-- Opening Marker --
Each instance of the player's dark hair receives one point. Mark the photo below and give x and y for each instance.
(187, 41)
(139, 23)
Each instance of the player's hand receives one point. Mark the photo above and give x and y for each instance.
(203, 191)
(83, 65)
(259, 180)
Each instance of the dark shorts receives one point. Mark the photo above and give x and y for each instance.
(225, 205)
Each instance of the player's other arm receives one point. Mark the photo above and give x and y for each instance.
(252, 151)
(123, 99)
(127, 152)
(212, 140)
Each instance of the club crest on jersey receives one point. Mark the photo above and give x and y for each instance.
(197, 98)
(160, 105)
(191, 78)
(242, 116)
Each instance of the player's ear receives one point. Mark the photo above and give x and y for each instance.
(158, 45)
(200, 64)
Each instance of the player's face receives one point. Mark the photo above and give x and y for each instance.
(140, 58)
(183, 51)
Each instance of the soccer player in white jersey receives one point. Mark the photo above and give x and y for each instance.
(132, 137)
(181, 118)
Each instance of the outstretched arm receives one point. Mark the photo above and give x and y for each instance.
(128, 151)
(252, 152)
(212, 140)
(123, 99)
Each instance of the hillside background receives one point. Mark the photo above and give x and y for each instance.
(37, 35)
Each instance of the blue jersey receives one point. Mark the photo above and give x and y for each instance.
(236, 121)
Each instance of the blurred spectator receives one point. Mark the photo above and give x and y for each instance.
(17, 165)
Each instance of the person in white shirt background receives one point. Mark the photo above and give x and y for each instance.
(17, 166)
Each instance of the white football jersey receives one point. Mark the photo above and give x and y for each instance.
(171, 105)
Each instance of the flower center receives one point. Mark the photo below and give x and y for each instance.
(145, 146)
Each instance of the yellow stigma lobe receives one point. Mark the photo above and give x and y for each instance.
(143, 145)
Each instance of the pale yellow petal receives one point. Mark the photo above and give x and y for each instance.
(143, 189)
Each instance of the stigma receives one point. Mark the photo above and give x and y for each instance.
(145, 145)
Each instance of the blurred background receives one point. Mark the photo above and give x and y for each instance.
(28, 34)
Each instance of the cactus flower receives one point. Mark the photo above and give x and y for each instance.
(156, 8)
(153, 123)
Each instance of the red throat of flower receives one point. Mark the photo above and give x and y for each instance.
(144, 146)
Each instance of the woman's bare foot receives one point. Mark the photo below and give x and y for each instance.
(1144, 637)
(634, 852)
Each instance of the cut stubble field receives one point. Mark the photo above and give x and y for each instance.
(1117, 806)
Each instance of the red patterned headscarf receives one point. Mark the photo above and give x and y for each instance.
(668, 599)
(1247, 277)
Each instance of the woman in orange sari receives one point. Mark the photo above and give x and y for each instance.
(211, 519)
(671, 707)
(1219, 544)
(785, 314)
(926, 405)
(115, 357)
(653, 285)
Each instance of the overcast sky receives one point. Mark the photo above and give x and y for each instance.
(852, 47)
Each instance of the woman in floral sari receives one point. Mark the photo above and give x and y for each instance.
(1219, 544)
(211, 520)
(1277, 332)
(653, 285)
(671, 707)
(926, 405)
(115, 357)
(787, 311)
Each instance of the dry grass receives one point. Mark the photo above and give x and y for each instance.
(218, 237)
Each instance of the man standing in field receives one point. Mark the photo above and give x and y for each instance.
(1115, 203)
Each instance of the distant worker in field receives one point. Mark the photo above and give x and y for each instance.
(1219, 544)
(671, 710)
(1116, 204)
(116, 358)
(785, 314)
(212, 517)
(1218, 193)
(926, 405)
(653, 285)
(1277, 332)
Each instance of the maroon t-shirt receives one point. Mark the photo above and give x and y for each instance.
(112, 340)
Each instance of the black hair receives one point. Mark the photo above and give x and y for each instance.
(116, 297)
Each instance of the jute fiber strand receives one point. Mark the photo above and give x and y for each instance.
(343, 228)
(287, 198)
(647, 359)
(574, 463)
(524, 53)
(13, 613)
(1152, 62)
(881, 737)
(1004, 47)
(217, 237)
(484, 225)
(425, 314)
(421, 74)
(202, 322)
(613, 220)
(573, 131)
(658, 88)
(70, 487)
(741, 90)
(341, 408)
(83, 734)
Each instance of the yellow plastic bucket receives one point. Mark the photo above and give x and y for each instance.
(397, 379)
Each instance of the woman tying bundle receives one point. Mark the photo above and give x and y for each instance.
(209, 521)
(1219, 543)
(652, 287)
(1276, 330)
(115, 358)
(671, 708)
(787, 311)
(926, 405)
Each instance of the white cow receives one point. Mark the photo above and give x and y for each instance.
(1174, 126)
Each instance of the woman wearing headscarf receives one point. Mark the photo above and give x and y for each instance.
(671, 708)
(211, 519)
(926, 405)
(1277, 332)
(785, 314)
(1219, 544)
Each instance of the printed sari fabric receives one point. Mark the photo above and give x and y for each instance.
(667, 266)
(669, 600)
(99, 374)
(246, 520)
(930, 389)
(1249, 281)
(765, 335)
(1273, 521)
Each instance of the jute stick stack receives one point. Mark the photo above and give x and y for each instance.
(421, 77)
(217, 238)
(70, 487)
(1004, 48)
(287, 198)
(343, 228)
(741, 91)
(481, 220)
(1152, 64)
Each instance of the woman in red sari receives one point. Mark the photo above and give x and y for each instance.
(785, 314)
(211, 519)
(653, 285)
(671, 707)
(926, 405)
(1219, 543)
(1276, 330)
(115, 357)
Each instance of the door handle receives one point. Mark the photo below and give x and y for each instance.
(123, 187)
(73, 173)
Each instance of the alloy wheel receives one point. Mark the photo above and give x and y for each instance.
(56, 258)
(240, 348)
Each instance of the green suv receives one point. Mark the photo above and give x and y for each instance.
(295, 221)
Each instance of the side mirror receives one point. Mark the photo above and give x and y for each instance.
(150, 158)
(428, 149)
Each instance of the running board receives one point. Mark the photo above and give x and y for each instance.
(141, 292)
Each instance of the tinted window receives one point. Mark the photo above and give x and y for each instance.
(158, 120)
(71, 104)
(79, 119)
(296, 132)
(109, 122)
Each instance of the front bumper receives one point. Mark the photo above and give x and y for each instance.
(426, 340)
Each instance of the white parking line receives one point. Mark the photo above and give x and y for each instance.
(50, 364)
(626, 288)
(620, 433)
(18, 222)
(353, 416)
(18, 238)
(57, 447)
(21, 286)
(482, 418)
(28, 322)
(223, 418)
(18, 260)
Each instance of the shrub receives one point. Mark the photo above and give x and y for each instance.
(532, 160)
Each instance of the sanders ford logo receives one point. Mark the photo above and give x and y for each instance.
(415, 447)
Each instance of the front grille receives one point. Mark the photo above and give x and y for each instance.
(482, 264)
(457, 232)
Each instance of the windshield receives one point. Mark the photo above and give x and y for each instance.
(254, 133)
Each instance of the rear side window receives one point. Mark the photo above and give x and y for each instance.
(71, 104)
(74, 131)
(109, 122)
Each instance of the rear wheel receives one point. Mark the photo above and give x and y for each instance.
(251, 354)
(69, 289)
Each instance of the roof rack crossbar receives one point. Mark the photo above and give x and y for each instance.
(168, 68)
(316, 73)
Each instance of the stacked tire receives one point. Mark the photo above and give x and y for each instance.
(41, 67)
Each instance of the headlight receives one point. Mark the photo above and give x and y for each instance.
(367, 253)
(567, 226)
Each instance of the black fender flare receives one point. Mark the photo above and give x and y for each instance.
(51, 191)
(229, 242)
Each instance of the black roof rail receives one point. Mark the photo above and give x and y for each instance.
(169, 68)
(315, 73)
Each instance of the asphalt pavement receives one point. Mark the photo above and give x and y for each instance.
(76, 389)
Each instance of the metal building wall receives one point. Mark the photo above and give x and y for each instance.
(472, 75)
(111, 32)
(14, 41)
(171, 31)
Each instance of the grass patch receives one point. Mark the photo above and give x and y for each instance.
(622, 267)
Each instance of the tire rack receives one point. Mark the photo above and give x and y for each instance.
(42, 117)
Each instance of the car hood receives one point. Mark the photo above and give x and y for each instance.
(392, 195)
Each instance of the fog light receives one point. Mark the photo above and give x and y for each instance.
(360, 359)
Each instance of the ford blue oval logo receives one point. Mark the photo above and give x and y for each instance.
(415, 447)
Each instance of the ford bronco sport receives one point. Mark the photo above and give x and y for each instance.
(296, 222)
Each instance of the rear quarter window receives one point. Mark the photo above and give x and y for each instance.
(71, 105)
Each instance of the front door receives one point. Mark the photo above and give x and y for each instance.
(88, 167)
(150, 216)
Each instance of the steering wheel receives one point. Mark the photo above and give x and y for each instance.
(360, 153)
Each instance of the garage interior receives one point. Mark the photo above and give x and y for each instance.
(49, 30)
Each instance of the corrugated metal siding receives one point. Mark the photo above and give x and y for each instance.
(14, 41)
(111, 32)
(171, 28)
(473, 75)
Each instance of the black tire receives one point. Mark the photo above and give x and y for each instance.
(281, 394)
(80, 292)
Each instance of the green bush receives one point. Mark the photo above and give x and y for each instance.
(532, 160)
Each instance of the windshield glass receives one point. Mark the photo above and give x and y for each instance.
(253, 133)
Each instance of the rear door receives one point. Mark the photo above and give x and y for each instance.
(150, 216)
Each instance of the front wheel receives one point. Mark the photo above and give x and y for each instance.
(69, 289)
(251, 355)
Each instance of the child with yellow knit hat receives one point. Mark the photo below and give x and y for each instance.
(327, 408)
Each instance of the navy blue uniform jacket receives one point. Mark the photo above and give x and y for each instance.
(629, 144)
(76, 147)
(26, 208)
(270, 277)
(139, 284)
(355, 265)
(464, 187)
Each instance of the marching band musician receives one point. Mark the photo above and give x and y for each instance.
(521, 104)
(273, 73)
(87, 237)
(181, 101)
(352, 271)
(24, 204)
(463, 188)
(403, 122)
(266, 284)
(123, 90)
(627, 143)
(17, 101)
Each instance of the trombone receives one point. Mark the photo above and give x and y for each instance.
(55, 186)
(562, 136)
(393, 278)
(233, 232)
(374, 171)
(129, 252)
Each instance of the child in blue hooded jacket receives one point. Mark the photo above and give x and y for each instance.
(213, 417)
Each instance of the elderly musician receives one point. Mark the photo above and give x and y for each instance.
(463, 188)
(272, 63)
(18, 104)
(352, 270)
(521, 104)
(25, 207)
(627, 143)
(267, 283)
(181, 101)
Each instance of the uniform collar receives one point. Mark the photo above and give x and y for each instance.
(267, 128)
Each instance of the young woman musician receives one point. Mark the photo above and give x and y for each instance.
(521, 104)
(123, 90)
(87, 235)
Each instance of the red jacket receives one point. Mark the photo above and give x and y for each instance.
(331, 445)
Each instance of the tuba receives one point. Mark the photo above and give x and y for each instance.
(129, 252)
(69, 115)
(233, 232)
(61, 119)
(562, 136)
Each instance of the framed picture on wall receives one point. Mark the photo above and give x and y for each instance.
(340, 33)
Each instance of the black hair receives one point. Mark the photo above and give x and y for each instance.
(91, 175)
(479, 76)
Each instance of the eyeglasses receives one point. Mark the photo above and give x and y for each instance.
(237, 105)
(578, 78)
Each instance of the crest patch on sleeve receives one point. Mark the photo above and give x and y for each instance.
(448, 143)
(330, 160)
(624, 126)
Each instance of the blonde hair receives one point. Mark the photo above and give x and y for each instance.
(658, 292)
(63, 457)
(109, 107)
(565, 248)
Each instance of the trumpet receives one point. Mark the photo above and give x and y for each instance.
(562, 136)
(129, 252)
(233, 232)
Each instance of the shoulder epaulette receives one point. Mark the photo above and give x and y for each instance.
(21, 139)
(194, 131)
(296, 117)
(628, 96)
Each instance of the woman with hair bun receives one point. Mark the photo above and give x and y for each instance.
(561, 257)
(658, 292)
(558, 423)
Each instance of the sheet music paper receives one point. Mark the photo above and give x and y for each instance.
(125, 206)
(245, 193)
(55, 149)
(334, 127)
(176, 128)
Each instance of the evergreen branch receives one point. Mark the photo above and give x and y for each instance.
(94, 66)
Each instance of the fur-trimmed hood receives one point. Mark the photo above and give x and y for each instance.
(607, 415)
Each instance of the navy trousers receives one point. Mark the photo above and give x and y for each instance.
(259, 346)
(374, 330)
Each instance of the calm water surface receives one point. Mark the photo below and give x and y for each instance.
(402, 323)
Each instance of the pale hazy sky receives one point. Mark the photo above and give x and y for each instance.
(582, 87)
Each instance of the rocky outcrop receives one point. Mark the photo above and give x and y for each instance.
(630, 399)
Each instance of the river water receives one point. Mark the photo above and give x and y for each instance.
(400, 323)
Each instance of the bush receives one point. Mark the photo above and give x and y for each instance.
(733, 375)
-- Closing Marker --
* [Required action]:
Print the lines of the material, exactly and only, from the line that contains "Each instance of the river" down to and including the final line.

* [Answer to this problem]:
Each instance of the river water receives one point. Mark the photo above and give x and y for each instance.
(400, 323)
Each instance of the bush receives one point. Mark the photo above and give x and y for each instance.
(733, 375)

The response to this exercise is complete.